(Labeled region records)
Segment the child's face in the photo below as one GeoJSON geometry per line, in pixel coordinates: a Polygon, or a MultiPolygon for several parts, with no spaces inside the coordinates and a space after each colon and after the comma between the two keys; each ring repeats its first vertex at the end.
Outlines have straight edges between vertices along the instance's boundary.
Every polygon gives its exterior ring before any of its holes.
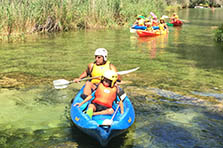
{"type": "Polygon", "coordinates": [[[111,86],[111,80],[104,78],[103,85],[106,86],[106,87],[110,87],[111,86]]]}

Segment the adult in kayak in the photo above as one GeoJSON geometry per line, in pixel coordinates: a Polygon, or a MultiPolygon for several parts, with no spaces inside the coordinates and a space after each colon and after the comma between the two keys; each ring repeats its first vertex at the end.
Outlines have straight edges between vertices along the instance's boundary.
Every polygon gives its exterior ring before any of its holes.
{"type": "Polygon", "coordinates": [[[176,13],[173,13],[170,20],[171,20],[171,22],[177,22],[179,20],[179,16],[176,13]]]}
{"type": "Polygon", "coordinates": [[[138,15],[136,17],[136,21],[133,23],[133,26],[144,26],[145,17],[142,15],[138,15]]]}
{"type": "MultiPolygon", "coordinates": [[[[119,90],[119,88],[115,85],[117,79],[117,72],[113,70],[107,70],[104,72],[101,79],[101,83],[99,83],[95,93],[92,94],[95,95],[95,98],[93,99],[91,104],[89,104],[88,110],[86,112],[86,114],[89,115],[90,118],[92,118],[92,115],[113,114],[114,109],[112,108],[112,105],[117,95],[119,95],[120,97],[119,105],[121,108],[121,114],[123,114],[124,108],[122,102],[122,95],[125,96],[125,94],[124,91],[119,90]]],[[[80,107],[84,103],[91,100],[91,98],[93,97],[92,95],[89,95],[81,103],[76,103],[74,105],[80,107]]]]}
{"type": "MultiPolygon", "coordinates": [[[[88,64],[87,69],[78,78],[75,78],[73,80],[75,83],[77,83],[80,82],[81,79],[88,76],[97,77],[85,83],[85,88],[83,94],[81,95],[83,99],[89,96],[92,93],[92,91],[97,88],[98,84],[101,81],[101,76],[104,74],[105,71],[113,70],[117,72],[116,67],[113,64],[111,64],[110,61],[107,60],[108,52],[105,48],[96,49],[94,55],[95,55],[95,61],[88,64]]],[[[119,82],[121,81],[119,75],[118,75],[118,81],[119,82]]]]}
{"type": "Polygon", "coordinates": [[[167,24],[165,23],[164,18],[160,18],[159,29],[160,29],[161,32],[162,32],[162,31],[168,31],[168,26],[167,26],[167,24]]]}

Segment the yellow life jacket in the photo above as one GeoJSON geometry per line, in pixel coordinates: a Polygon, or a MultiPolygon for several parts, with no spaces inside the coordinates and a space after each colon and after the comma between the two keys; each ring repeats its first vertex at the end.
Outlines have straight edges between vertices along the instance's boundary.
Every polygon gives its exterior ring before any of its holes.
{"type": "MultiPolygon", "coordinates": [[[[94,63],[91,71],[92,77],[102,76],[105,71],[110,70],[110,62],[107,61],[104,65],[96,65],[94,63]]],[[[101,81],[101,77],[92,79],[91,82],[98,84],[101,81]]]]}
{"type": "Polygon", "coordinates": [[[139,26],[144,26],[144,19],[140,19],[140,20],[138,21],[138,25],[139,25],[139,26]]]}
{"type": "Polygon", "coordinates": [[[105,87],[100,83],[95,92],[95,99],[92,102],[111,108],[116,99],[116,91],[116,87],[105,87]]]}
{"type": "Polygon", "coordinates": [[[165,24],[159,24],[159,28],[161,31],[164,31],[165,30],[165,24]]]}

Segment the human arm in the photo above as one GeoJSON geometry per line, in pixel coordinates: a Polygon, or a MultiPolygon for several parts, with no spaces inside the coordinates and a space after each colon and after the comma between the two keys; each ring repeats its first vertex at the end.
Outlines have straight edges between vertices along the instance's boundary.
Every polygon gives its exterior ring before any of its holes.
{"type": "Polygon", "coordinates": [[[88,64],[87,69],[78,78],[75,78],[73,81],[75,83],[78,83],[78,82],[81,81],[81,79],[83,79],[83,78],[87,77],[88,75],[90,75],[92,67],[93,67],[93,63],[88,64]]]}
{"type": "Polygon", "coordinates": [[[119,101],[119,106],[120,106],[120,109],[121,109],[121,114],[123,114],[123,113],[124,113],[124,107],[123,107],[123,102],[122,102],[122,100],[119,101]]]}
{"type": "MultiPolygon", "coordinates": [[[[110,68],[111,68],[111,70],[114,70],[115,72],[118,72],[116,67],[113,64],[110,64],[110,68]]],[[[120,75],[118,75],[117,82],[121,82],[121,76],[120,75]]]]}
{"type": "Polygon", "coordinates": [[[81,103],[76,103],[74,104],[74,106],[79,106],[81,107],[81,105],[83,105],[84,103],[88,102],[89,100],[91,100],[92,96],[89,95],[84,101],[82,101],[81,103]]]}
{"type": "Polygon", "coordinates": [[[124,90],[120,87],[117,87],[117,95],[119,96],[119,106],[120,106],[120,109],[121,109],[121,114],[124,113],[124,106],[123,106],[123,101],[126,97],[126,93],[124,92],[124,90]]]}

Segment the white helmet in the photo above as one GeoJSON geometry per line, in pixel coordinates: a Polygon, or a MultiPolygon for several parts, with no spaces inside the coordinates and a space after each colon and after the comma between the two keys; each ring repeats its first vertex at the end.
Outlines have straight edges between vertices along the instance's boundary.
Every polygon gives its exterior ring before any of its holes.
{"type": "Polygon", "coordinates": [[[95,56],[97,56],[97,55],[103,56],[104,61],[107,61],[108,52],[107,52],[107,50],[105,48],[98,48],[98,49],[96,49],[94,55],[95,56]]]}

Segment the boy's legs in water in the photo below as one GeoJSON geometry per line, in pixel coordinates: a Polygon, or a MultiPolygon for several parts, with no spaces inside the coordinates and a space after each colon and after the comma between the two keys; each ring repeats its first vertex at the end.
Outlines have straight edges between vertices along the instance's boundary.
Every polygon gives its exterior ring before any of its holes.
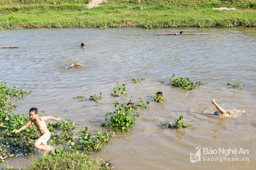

> WHAT IS EXPECTED
List every line in the items above that contains the word "Segment". Case counts.

> EXERCISE RESPONSE
Segment the child's face in the photo below as one GeoJSON geometry per line, in pixel coordinates: a Polygon, or a MultiPolygon for several parts, with no spaces inside the coordinates and a space after each colon and after the comma between the two keys; each ring repeats its first vertex at the end.
Segment the adult in kayak in the photo above as one GeoJSON geometry per line, in pixel coordinates: a Polygon, or a MultiPolygon for several parts, with no spaces inside the coordinates and a space after each colon and after the comma between the two keys; each ring repeats its first vertex at the end.
Segment the yellow life jacket in the photo above as one GeoJSON geometry per line, in pixel coordinates: a Polygon, or a MultiPolygon for several parts, with no spaces inside the coordinates and a space after each colon and after the comma between the two keys; each ring repeats its first vertex at the end.
Segment the human arm in the photo above as one GeoJSON geometry per line, in pixel coordinates: a Polygon, or a MultiPolygon for several parts, with no spaces inside the coordinates and a space after each colon and after the comma between the two keys; each ring repeats its first vertex at the end.
Segment the white helmet in the photo above as one GeoJSON geometry per line, in pixel coordinates: a Polygon, or a MultiPolygon for several parts, with no spaces inside the coordinates and a space after each colon and after the comma between the two keys; each ring repeats its first vertex at the end.
Segment the boy's legs in water in the photo below as one GeoJSON geometry per line, in pixel coordinates: a Polygon, or a MultiPolygon for several parts, with no spaces inside the coordinates and a space after each colon and after the comma between the two keys; each ring repeats its first vertex at the end.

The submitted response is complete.